----- Material provided -----
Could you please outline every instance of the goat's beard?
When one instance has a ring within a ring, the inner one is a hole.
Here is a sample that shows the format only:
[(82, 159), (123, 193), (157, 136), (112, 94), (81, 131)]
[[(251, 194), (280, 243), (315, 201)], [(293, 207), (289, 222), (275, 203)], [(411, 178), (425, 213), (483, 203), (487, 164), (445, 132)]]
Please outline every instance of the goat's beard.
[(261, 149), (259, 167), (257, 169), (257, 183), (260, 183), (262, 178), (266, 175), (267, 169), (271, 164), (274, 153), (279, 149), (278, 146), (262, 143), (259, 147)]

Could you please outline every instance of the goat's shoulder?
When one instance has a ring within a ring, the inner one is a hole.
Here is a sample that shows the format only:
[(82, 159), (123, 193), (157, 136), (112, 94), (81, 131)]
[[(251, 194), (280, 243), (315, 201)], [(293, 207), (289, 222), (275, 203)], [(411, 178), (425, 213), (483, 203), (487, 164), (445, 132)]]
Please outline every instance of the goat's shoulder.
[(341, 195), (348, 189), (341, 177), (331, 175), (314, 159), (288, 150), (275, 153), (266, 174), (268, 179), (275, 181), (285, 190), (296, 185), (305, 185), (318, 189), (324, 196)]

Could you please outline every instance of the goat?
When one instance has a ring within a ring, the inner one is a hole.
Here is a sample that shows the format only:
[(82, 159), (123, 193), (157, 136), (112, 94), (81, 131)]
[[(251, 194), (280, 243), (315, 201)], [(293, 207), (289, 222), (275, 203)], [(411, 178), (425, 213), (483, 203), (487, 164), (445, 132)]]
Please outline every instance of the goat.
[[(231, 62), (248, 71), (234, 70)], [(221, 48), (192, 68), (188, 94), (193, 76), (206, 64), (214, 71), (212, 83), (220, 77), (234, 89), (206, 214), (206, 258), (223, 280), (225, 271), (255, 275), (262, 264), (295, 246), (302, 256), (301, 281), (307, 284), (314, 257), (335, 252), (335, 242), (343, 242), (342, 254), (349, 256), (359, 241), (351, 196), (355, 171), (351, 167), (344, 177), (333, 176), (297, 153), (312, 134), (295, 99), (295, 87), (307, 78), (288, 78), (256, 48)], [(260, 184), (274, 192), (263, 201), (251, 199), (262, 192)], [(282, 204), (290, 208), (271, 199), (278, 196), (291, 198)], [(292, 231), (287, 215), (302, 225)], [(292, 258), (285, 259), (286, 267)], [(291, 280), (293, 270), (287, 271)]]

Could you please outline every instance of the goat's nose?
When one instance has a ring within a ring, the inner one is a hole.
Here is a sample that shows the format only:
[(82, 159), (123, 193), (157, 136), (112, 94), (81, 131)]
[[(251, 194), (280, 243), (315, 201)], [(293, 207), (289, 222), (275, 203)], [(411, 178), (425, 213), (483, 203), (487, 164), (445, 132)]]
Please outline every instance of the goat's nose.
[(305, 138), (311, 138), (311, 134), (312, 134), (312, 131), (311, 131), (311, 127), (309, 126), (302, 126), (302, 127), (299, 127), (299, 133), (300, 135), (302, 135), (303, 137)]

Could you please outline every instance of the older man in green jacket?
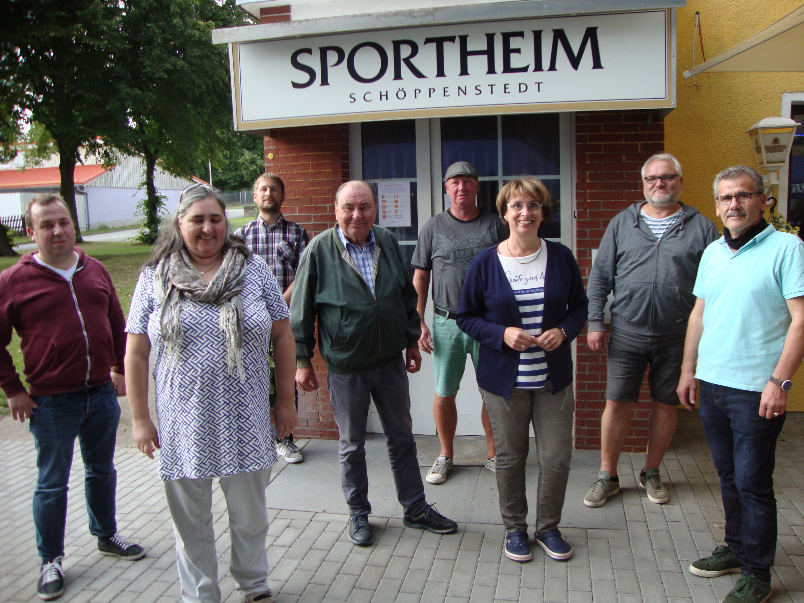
-----
Copy the listing above word for word, omitting the pictures.

Final answer:
Could you please outline every instance of the goat's beard?
When one instance has a ring within a ring, the inner one is a hole.
Here is a sample that shows the format only:
[(82, 159), (123, 193), (157, 136), (112, 94), (81, 131)]
[[(251, 194), (280, 243), (315, 201)], [(293, 207), (289, 222), (275, 203)], [(411, 178), (425, 213), (483, 203), (487, 164), (445, 132)]]
Please outline every instance of the goat's beard.
[(261, 149), (259, 167), (257, 169), (257, 183), (260, 183), (262, 178), (266, 175), (267, 169), (271, 164), (274, 153), (279, 149), (278, 146), (262, 143), (259, 147)]

Could you please outline every instance of the goat's shoulder?
When one instance has a ring within a ring, the inner one is a hole.
Here is a sample that shows the format only:
[(82, 159), (123, 193), (157, 136), (112, 94), (81, 131)]
[[(251, 194), (280, 243), (315, 201)], [(293, 207), (289, 222), (275, 203)], [(411, 178), (425, 213), (483, 203), (487, 164), (445, 132)]]
Please outline every instance of the goat's shoulder.
[(341, 195), (348, 189), (341, 177), (331, 175), (314, 159), (288, 150), (275, 153), (266, 174), (268, 179), (275, 181), (285, 190), (296, 185), (305, 185), (318, 189), (324, 196)]

Could you please outline every instance of the goat?
When one instance has a ring within a ring, the inner one is a hole.
Here is a sample that shows the format only:
[(82, 159), (123, 193), (157, 136), (112, 94), (81, 131)]
[[(251, 194), (280, 243), (315, 201)], [(293, 207), (289, 222), (275, 203)], [(411, 178), (425, 213), (483, 203), (487, 164), (445, 132)]]
Please outline every instance of the goat.
[[(231, 62), (248, 71), (234, 70)], [(221, 48), (192, 68), (188, 94), (193, 76), (206, 64), (214, 71), (212, 83), (220, 77), (234, 89), (206, 214), (206, 258), (223, 280), (225, 271), (255, 275), (262, 264), (295, 246), (302, 256), (301, 281), (307, 284), (314, 257), (335, 252), (335, 242), (343, 242), (342, 254), (349, 256), (359, 241), (351, 196), (355, 171), (351, 167), (344, 177), (333, 176), (297, 153), (312, 134), (295, 99), (295, 87), (307, 78), (288, 78), (256, 48)], [(260, 184), (274, 192), (263, 201), (251, 199), (262, 192)], [(282, 204), (290, 208), (271, 199), (278, 196), (291, 198)], [(292, 231), (287, 215), (302, 225)], [(292, 258), (285, 259), (286, 267)], [(291, 280), (293, 270), (287, 271)]]

Could you please outline every instance of the goat's nose?
When one instance has a ring within a ring, the inner one is a hole.
Here is a sample that shows the format only:
[(82, 159), (123, 193), (157, 136), (112, 94), (81, 131)]
[[(251, 194), (280, 243), (315, 201)], [(293, 207), (289, 222), (275, 203)], [(411, 178), (425, 213), (483, 203), (487, 164), (445, 132)]]
Please outline every instance of the goat's nose.
[(305, 138), (311, 138), (311, 134), (312, 134), (312, 131), (311, 131), (311, 127), (309, 126), (302, 126), (302, 127), (299, 127), (299, 133), (300, 135), (302, 135), (303, 137)]

Could you please outline every instance of the older man in green jacket?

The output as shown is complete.